__WHAT YOU WILL DO__
Start at the line containing "of the methodist" and transcribe every line exactly through the end of the records below, and only those lines.

__DATASET__
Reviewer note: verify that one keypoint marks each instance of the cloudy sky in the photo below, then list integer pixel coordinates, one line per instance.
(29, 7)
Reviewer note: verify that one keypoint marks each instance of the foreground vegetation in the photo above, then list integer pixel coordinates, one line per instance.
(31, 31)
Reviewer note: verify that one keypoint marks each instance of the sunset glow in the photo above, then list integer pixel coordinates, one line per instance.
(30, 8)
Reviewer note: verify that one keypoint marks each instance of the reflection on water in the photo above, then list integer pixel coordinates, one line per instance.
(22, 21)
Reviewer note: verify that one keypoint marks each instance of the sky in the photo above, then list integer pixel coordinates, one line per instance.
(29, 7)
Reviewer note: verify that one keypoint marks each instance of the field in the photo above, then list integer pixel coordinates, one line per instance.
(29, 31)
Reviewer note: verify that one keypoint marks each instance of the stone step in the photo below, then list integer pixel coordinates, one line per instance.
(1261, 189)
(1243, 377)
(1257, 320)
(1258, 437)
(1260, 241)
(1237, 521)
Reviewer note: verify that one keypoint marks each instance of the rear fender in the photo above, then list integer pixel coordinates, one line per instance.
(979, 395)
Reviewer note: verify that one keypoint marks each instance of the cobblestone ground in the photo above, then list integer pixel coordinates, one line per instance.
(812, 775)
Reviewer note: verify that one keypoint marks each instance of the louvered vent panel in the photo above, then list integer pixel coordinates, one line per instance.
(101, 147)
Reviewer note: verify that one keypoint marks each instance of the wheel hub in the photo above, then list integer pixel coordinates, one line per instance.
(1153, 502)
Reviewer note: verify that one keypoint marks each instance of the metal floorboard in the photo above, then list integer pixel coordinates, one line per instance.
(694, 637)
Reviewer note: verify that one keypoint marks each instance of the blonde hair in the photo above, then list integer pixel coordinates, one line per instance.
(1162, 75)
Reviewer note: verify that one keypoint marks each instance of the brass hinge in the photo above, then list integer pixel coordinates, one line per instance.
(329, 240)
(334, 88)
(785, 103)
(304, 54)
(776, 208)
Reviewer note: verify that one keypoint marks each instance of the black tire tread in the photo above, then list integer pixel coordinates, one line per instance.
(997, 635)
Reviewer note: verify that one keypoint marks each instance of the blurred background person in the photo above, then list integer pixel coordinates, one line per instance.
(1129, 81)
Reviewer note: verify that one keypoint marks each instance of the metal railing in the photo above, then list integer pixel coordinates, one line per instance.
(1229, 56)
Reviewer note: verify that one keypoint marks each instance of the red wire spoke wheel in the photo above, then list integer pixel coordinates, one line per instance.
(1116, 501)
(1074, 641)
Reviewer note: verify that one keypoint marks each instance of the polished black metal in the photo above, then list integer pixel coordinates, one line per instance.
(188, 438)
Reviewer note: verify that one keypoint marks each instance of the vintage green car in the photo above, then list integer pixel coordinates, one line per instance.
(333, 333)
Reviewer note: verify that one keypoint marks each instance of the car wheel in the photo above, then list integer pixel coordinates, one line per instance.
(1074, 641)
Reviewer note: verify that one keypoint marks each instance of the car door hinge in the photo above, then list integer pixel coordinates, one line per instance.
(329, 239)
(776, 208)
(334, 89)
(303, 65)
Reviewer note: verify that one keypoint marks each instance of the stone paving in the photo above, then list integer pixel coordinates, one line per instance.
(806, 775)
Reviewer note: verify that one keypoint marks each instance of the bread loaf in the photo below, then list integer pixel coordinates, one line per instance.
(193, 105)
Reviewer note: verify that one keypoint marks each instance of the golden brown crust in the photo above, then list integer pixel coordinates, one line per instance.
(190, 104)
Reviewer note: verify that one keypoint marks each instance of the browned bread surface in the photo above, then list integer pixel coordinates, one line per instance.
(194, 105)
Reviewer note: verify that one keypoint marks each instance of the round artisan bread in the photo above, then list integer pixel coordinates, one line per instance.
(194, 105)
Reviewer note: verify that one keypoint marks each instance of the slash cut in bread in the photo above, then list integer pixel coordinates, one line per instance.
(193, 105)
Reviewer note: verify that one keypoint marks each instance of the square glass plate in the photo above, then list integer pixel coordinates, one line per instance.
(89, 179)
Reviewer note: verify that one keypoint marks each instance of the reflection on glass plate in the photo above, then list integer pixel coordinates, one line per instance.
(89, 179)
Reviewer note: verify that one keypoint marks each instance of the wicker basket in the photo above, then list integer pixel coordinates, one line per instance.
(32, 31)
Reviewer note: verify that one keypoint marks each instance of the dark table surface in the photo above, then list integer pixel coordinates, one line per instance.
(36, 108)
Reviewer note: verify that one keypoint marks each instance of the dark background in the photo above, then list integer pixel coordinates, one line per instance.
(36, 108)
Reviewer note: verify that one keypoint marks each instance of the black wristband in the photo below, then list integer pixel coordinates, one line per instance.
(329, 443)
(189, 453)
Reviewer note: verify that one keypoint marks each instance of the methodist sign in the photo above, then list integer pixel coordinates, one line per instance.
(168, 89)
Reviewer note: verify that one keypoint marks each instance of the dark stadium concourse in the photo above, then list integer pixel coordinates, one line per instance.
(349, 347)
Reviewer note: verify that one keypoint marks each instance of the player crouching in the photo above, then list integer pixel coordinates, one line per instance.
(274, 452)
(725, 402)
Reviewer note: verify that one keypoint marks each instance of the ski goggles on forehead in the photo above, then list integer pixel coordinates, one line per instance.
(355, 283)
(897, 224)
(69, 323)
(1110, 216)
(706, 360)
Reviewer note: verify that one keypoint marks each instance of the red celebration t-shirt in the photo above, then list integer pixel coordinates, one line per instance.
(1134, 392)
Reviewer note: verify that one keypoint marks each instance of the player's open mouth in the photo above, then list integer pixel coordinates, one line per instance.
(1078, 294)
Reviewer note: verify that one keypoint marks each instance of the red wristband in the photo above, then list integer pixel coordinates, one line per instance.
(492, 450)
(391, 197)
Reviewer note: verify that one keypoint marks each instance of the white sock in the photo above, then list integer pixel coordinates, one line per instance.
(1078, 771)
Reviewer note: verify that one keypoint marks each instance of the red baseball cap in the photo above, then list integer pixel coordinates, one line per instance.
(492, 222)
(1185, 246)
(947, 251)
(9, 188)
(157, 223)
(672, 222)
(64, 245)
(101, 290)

__OUTPUT__
Reviewer note: verify that one keypoint marks each instance of the methodist sign in the photo above, then list integer pixel coordinates, one line per instance.
(168, 89)
Reviewer note: verify that one keypoint marks each instance of the dark stadium concourse in the photo above, then list integer pixel coordinates, one line per instance.
(349, 347)
Reviewer note: verify that one keypoint marks each instance of the player crouching in the photo above, then list integer pixel coordinates, one line per instance.
(274, 452)
(725, 402)
Reviewer note: verify that one keypoint marks each instance of the ski goggles on forehead in the photo above, then list integer pixel coordinates, one line per instance.
(355, 283)
(897, 224)
(69, 323)
(1110, 216)
(706, 360)
Reviewer note: verify that one keypoint marks each instance of the red celebration t-shirt in the photo above, then list integer pixel coordinates, one line per instance.
(1134, 392)
Reviewer note: verify that one keypoint marks each instance of the player's open mouth in the photo above, then list integer pixel coordinates, one line per instance.
(1078, 294)
Reviewer note: verify that one keypoint marks each instance of the red wristband in the photo above, then list integer pixel coordinates, one line per instance.
(492, 450)
(391, 197)
Reviewer note: verify that one keypoint marks each instance of the white sock in the photo above, then list integer pixel coordinates, one line per instance.
(1078, 771)
Reviewer note: verify that one keypoint marks each instance of the red baseball cap in the photo above, then list integer pixel coordinates, one line per instance.
(492, 222)
(1185, 246)
(947, 251)
(9, 188)
(157, 223)
(672, 222)
(64, 245)
(101, 290)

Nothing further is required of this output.